We Could All Use a Little Help
Every other article I have ever written was always finished by the deadline. Today is December 1st and it is the day I am supposed to send my Joy Letter out to my mailing list. This is also about the fourth draft I have gone through. I am struggling to get down on paper what I want to write about and how I want to say it.
As I deleted my third attempt, I was reminded of the topic of this article which is about asking for help. I laughed and silently said a prayer to my angels asking them to help me write this article. I have begun writing once more and the words are now flowing effortlessly. Funny how that works.
This is an important message that has been in my face recently. I need to stop trying to do everything on my own, by myself. I need to let go of my foolish pride and admit I sometimes really need help. I have such a strong desire to be really great at what I do, I sometimes forget that part of the greatness comes when you allow yourself to be helped.Since the angels are helping me to write this article, they have a message for you:
“It is in the asking for help that allows you to shine. It is in the knowing you can not do life alone, that you are in need of each other, that the grace is received on both sides. For it is not only a gift and a blessing to receive another’s help. It is also a gift and a blessing to be the one who gives it to someone who needs it.”
This past month I met a wonderful person named John Martin. John is an international healer and medical intuitive from France. I met him at the Edmonton Body, Soul, and Spirit Expo for the first time although he had attended the Saskatoon Expo which I also attended. After the Edmonton Expo, John travelled back to Saskatoon to do some training with me and private healing for others.

Stored records:
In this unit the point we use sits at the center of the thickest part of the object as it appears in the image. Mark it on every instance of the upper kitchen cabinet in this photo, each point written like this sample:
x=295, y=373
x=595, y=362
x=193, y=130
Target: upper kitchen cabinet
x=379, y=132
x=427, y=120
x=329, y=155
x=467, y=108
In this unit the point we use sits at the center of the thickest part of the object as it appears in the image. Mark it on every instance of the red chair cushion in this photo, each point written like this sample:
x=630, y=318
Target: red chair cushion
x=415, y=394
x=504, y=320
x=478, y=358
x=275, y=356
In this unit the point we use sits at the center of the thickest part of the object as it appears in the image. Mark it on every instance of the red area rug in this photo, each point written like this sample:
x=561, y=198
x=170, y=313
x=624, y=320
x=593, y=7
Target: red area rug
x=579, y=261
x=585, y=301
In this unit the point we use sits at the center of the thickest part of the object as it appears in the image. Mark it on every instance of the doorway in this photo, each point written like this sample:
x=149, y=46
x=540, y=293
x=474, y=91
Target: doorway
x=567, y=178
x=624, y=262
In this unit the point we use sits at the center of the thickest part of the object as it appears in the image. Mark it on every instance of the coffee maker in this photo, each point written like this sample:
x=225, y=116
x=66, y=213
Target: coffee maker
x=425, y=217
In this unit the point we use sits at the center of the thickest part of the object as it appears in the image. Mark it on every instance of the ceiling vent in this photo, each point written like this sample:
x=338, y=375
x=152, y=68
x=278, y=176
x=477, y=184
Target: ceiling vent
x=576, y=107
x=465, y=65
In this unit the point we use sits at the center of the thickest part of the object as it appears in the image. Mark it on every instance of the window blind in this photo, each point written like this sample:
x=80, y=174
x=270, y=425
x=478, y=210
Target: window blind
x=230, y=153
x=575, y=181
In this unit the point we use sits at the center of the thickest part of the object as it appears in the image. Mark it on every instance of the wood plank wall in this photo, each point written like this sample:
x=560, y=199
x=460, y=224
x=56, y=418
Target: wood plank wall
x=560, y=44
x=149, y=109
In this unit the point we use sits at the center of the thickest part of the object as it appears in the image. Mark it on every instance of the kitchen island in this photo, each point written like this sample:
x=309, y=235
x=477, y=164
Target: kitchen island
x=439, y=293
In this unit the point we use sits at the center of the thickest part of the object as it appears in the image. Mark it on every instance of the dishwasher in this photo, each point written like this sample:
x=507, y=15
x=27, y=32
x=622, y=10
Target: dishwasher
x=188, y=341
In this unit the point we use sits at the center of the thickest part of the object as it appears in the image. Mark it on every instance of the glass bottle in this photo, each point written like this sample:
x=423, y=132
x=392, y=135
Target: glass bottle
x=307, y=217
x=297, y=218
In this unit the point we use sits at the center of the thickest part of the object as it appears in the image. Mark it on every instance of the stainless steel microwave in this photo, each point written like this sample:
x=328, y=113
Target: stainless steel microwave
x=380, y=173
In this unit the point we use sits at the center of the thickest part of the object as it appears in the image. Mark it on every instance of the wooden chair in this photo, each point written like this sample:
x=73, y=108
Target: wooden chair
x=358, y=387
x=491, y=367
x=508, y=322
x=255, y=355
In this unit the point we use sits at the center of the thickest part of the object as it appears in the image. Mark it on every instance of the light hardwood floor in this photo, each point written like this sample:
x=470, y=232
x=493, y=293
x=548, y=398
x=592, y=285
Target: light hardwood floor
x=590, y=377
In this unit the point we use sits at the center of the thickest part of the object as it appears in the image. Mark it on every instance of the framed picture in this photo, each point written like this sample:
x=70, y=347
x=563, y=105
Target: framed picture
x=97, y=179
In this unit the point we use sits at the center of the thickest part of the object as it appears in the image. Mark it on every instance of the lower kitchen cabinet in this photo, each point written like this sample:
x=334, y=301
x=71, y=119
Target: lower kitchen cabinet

#### Assignment:
Answer these questions about the article on asking for help.
1. On what date is the Joy Letter supposed to go out to the mailing list?
2. What did the writer ask the angels to help with?
3. At which event did the writer first meet John Martin?

#### Solution below:
1. December 1st.
2. Writing the article.
3. The Edmonton Body, Soul, and Spirit Expo.